GIVEN PASSAGE:
>> Start

Created attachment 525795 [details] Stack trace The FreeIPA development team reported an issue with ns-slapd hanging when under load from IPA. (https://fedorahosted.org/freeipa/ticket/1885). I am able to reproduce this issue on F15 x86_64. The hang looks to be some sort of deadlock within libdb. When the hang occurs, the ns-slapd process goes to 100% CPU and doesn't progress. I built a debug version of 389-ds-base and db4, and was able to get some interesting stack traces from 3 threads that seem to contribute to this problem. There is one thread doing a write to the memberOf index db, another thread doing a read from the memberOf index db, and the checkpoint thread attempting to do a checkpoint. These threads all seem to be yielding or waiting for a mutex. The db_stat tool doesn't show anything waiting for locks, so it seems to be something more internal to libdb.
Created attachment 525797 [details] db_stat output
In the debugger, I see the checkpoint thread looping over this section of code in __memp_sync_int(): -------------------------------------------------------------------------- for (i = wrote_cnt = 0, remaining = ar_cnt; remaining > 0; ++i) { if (i >= ar_cnt) { i = 0; __os_yield(env, 1, 0); } if ((hp = bharray[i].track_hp) == NULL) continue; -------------------------------------------------------------------------- The track_hp pointer is NULL for every slot in the array that is checked, so we go through the entire array and then end up calling _os_yield() to allow other threads to do some work. The array contents never change though, so this thread will loop endlessly. The writer thread loops constantly over this section of code: -------------------------------------------------------------------------- for (nspins = mtxregion->stat.st_mutex_tas_spins; nspins > 0; --nspins) { dbenv = env->dbenv; /* * Avoid interlocked instructions until they're likely to * succeed by first checking whether it is held */ if (MUTEXP_IS_BUSY(mutexp) || !MUTEXP_ACQUIRE(mutexp)) { if (F_ISSET(dbenv, DB_ENV_FAILCHK) && ip == NULL && dbenv->is_alive(dbenv, mutexp->pid, mutexp->tid, 0) == 0) { ret = __env_set_state(env, &ip, THREAD_VERIFY); if (ret != 0 || ip->dbth_state == THREAD_FAILCHK) return (DB_RUNRECOVERY); } if (nowait) return (DB_LOCK_NOTGRANTED); /* * Some systems (notably those with newer Intel CPUs) * need a small pause here. [#6975] */ MUTEX_PAUSE continue; -------------------------------------------------------------------------- The MUTEXP_IS_BUSY() is always true, which causes us to hit the continue statement, jumping back to the top of the for loop. When nspins reaches 0, at attempt is made to acquire the mutex, which fails, causing us to go back to the for loop again. All of this seems to point to a mutex that is leaked somewhere.
(In reply to comment #1) > Created attachment 525797 [details] > db_stat output A list of status string which could appear in the db_stat -C output. status = "ABORT"; status = "EXPIRED"; status = "FREE"; status = "HELD"; status = "PENDING"; status = "WAIT"; status = "UNKNOWN"; Interestingly, there's no "WAIT" nor "PENDING" in the attached output...

>> End

MATERIAL:

>> Start

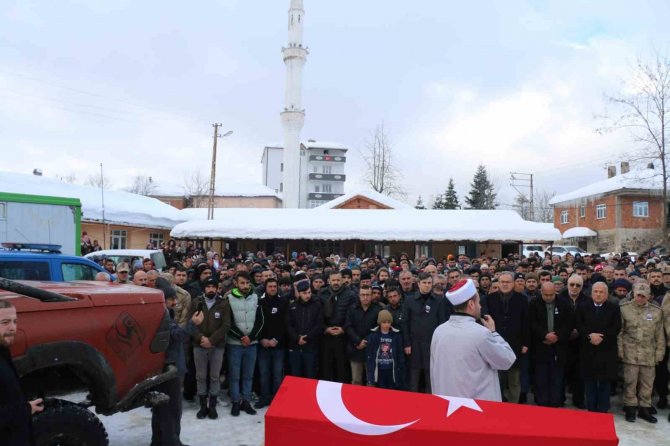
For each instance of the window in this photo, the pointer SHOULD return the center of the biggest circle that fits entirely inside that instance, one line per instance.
(76, 271)
(316, 203)
(118, 239)
(640, 209)
(27, 270)
(156, 238)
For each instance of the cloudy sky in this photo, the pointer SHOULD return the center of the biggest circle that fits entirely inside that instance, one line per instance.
(136, 85)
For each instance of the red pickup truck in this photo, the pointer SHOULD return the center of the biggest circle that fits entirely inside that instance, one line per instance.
(102, 341)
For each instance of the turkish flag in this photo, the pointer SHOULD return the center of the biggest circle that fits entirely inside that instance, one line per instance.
(308, 412)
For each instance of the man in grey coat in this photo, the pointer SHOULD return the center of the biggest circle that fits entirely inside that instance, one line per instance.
(464, 356)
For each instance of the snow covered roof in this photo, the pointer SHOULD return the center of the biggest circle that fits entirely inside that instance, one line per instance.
(366, 224)
(324, 145)
(370, 195)
(635, 180)
(311, 145)
(579, 231)
(224, 189)
(121, 207)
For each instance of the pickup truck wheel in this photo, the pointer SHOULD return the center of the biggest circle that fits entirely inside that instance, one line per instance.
(63, 423)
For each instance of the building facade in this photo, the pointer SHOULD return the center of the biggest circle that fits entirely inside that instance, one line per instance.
(321, 174)
(625, 211)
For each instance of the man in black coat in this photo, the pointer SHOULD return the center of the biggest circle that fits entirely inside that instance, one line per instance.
(550, 326)
(272, 342)
(598, 324)
(304, 327)
(335, 302)
(509, 310)
(361, 319)
(15, 411)
(575, 297)
(423, 314)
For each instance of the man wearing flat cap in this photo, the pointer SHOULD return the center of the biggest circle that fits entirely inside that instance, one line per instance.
(465, 357)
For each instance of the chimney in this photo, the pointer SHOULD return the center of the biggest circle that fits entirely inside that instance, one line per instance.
(611, 171)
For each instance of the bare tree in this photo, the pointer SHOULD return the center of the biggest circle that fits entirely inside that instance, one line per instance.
(97, 180)
(71, 178)
(142, 185)
(645, 114)
(381, 173)
(196, 189)
(543, 212)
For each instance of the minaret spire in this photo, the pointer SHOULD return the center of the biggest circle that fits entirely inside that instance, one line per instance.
(293, 116)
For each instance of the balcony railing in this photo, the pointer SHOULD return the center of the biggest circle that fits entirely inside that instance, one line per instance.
(327, 176)
(328, 158)
(322, 196)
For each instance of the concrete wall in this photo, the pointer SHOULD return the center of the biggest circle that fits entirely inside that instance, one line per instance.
(136, 238)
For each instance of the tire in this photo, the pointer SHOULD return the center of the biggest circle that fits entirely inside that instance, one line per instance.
(63, 423)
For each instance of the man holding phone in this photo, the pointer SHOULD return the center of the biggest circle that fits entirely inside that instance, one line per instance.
(15, 410)
(465, 357)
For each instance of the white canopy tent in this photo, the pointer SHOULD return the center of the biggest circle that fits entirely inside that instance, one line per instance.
(363, 224)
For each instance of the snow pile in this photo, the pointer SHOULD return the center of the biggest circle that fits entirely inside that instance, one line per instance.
(364, 224)
(224, 189)
(121, 207)
(370, 195)
(636, 180)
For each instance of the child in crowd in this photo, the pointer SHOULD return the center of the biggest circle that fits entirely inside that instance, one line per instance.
(385, 358)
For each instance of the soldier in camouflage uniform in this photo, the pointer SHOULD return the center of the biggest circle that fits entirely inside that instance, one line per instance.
(641, 347)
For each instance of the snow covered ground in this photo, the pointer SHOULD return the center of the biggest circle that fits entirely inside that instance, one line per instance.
(134, 428)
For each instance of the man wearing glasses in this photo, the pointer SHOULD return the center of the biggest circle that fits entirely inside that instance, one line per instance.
(598, 324)
(122, 273)
(510, 311)
(575, 297)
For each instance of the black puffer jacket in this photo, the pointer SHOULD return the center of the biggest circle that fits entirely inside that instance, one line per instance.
(335, 305)
(358, 326)
(304, 318)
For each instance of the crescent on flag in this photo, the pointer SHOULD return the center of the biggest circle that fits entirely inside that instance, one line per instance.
(329, 399)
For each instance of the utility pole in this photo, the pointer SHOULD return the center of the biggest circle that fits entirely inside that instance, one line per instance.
(212, 177)
(102, 194)
(517, 180)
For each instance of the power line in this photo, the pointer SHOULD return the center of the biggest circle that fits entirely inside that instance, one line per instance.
(83, 112)
(111, 98)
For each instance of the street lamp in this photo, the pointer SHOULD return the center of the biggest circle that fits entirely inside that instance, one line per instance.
(212, 178)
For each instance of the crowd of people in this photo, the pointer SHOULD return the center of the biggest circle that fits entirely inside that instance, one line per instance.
(581, 328)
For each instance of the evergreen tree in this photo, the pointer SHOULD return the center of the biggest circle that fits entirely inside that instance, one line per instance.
(450, 197)
(438, 202)
(482, 195)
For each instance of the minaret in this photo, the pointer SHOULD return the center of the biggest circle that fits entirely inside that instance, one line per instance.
(293, 116)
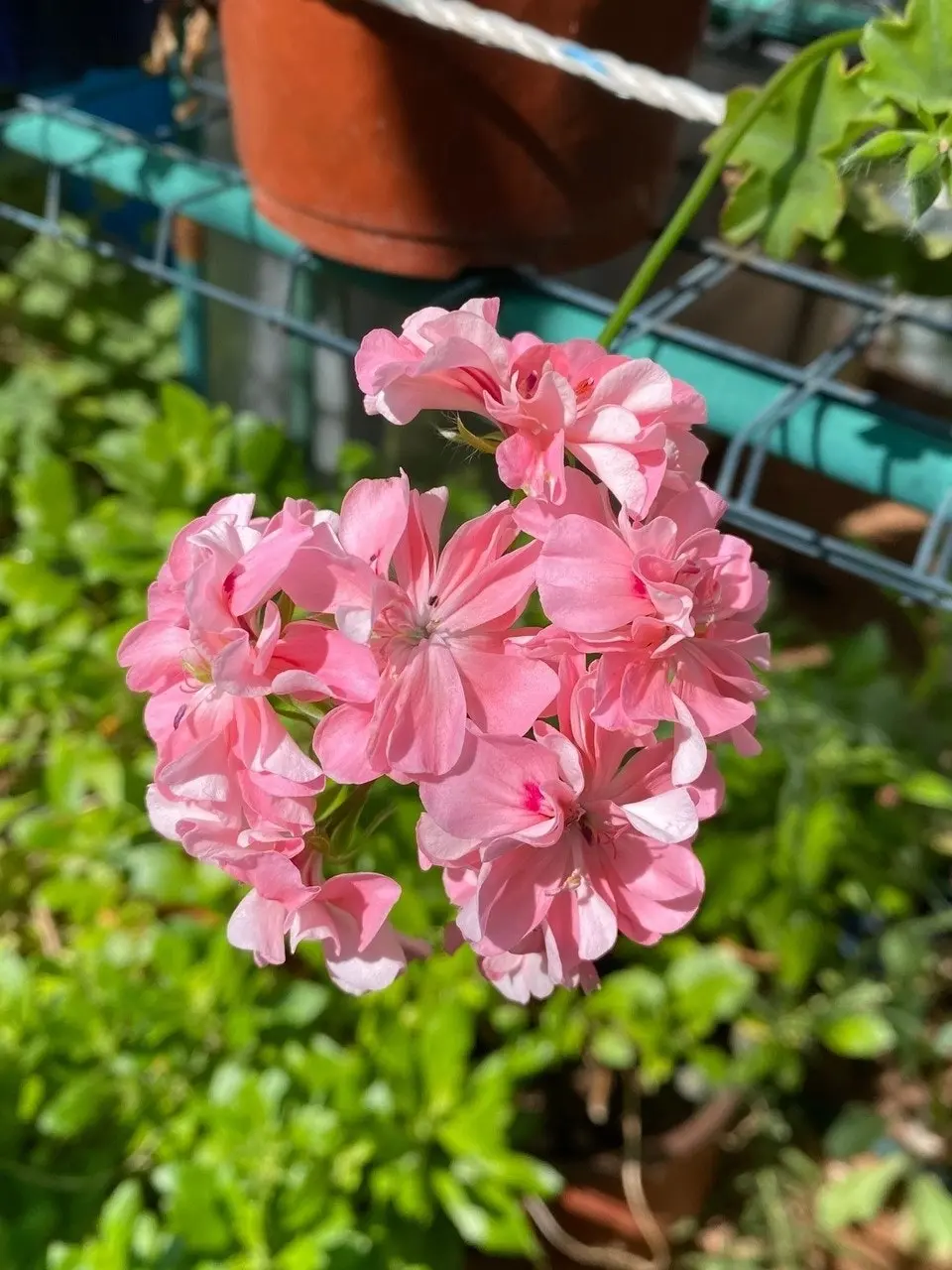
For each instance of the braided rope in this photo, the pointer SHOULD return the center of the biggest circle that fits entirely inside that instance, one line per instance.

>> End

Would you go on with the bug thread about the ns-slapd hang, picking up after its final comment? Leave the listing above aside; it has no role here.

Next time this happens, could you please get the page number __memp_fget is trying to fget? (gdb) thread 14 (of course, please replace the number with your latest...) (gdb) frame 4 (ditto) (gdb) p *pgnoaddr Thread 14 (Thread 0x7f042d7f2700 (LWP 3013)): #0 0x0000003dd00c7b57 in sched_yield () from /lib64/libc.so.6 #1 0x00007f044afea5d0 in __os_yield (env=0xec71e0, secs=0, usecs=0) at ../../os/os_yield.c:54 #2 0x00007f044ae6bf10 in __db_tas_mutex_lock_int (env=0xec71e0, mutex=2156, nowait=0) at ../../mutex/mut_tas.c:215 #3 0x00007f044ae6bfee in __db_tas_mutex_lock (env=0xec71e0, mutex=2156) at ../../mutex/mut_tas.c:248 #4 0x00007f044afcff2f in __memp_fget (dbmfp=0x7f041c011130, pgnoaddr=0x7f042d7e45b8, ip=0x0, Also, get the output from db_stat? I'm curious which page the memberof modop is waiting for...
Created attachment 526951 [details] Test Scripts This is a set of test scripts that can be used to reproduce the issue with a standalone 389 DS instance.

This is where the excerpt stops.